• **Set task 1**:
Write out the rows below word for word, starting at the first row and ending at the line that contains "(1093, 753)", with both ends included.

• **Source extract**:
☆ ☆ ☆ ☆ ☆ ☆ ☆

# Importing the necessary libraries

In [3]:
import functions

# 1. Hashing

## Hash Function

We first created a hash function capable of converting every single string into a unique value to avoid possible collisions. The dataset used contains over 560 thousand lines and consequently over half a million strings.To avoid collisions with over half a million strings we have set the maximum number of bits to 32 and consequently a modulo equal to 2<sup>32</sup>.

In [7]:
def hash(s, max_n_bit_hash_value=32):
    max_value = 1 << max_n_bit_hash_value # Define module equal to two to the thirty-second
    l = len(s) # len string
    h = 0
    for i in range(l): # For loop between 0 to len string
        h += s[i] ** (i+1) #For each character we increase "h". We compute for each character this power equation
        h %= max_value #After the power eqaution we divided the value of h by the module
    return h

## HyperLogLog structure

Once we have created the hash function valid for each string of our dataset. We have created the HyperLogLog class divided into four functions.
The *first function* represents an initialization for all the necessary variables in the HyperLogLog structure.
In the *second function* we apply all the variables set on the considered string.
Finally in the *last function* we return the cardinality value for the entire dataset.

The HyperLogLog class returns also the error against our filter.

In [13]:
import numpy as np
from math import sqrt, log

In [12]:
class HyperLogLog:
    def __init__(self, b=10, max_n_bit_hash_value=32):
        self.max_n_bit = max_n_bit_hash_value #We set the max number of bit for the hash value obtained before
        self.b = b 
        self.m = 2**b 
        self.M = np.full(self.m, 0) #An array with size equal to m initialized with all values equal to zero.
        self.a_m = 0.7213 / (1 + 1.079/self.m) #This value was obtained from a publication reported in our references. It is a value that depends only on m
        print("Error Filter:", 1.04/sqrt(self.m), '%')
    
    def add(self, s):
        x = hash(s, max_n_bit_hash_value=self.max_n_bit) #We apply our hash functon for each string that we put in input
        j = x >> (self.max_n_bit - self.b) #We define j as the value x obtained from the hash function divided by 2 raised to the difference between the maximum number of bits set for the hash function and the variable b chosen.
        w = x & 2**(self.max_n_bit - self.b) - 1 
        # w = x & (2**(self.max_n_bit - self.b) - 1) # possibile nuova versione, da verificare le precedenze degli operatori
        self.M[j] = max(self.M[j], self.rho(w, max_length=self.max_n_bit - self.b)) #For each element in array M we upload this with the max value between M[j] and value obtain with rho function.
    
    def rho(self, n, max_length): #?
        p = len(bin(n)[2:]) # Most significant bit in n
        return max_length - p + 1
    
    def card(self):
        Z = 1/np.sum(2.**-self.M) #It is equal to the sum of 2 raised by the opposite of each element belonging to the array M
        E = self.a_m * Z * self.m ** 2 #Cardinality defined by multiplication between the calculated variable Z and the two initialized variables (a_m and m)

☆ ☆ ☆ ☆ ☆ ☆ ☆

• **Recorded information**:

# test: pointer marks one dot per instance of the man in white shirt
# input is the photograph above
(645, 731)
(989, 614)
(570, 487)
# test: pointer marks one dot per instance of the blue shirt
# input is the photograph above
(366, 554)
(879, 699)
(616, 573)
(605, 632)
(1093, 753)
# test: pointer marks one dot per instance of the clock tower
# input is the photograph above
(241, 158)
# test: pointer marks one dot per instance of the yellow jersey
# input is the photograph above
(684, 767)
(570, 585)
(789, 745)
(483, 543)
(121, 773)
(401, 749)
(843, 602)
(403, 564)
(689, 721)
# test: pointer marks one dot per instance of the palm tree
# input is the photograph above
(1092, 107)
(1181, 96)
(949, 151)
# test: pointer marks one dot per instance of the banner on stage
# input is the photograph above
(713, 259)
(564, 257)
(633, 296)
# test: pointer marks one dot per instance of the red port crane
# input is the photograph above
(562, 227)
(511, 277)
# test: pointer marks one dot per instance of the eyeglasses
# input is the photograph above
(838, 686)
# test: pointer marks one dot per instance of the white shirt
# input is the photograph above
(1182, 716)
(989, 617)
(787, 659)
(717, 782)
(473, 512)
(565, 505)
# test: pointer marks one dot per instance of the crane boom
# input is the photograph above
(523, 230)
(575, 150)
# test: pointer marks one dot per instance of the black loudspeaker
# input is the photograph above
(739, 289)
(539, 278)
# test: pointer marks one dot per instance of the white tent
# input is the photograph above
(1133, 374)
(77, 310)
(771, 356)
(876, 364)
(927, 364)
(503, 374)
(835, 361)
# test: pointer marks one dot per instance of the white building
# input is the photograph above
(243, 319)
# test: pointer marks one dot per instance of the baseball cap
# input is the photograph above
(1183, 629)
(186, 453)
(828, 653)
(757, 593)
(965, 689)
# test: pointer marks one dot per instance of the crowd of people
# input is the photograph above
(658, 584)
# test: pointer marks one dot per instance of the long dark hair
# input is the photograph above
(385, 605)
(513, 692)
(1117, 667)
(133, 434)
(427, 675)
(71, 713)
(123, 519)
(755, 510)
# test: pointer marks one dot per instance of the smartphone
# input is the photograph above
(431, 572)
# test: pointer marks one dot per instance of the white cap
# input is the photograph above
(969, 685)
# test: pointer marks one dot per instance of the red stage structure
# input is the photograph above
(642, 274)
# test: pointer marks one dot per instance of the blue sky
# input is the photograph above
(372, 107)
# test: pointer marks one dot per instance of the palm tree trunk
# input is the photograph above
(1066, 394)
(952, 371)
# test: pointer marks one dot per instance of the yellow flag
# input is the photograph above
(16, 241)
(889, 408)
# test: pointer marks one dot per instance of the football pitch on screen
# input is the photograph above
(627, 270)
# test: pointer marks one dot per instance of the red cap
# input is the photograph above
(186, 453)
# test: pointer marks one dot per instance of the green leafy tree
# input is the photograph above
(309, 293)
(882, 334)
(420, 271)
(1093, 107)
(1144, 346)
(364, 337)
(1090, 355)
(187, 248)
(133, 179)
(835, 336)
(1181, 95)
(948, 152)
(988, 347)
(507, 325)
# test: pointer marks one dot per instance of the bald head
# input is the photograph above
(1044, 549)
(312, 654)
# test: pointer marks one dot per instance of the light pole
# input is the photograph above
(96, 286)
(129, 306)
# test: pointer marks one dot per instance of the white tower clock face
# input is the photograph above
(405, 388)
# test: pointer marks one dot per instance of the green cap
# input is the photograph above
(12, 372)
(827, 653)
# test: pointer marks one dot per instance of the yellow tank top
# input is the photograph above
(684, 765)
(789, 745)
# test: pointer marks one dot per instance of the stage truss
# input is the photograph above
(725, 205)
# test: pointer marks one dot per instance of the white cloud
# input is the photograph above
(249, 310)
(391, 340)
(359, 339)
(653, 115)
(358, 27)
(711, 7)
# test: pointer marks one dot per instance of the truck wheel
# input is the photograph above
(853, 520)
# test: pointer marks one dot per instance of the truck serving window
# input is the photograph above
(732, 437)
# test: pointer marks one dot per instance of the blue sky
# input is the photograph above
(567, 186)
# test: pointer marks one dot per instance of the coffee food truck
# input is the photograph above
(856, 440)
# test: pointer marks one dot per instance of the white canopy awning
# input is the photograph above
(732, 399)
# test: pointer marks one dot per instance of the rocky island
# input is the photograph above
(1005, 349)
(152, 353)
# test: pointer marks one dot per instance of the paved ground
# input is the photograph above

☆ ☆ ☆ ☆ ☆ ☆ ☆

• **Set task 2**:
Give again, word for word, the part of the HyperLogLog notebook starting at "# 1. Hashing" and ending at "equal to 2<sup>32</sup>.".

• **Final answer 1**:
# test: pointer marks one dot per instance of the man in white shirt
# input is the photograph above
(645, 731)
(989, 614)
(570, 487)
# test: pointer marks one dot per instance of the blue shirt
# input is the photograph above
(366, 554)
(879, 699)
(616, 573)
(605, 632)
(1093, 753)

• **Final answer 2**:
# 1. Hashing

## Hash Function

We first created a hash function capable of converting every single string into a unique value to avoid possible collisions. The dataset used contains over 560 thousand lines and consequently over half a million strings.To avoid collisions with over half a million strings we have set the maximum number of bits to 32 and consequently a modulo equal to 2<sup>32</sup>.